Point localization data

◇ ◇ ◇

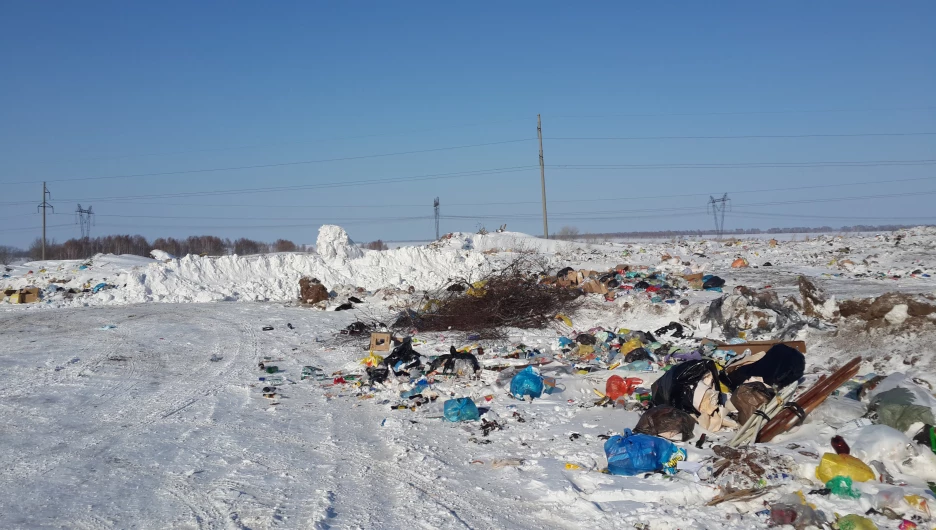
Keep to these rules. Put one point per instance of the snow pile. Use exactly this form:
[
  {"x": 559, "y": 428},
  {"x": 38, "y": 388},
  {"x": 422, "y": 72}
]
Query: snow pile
[{"x": 333, "y": 243}]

◇ ◇ ◇

• _Required action_: A word-for-word copy of the records is needed, one that contains no pictures.

• _Task answer_:
Keep to these rules. Put one point per instance of the snow pile. Use exactly this form:
[
  {"x": 559, "y": 428},
  {"x": 38, "y": 388},
  {"x": 422, "y": 72}
]
Query: snow pile
[{"x": 333, "y": 243}]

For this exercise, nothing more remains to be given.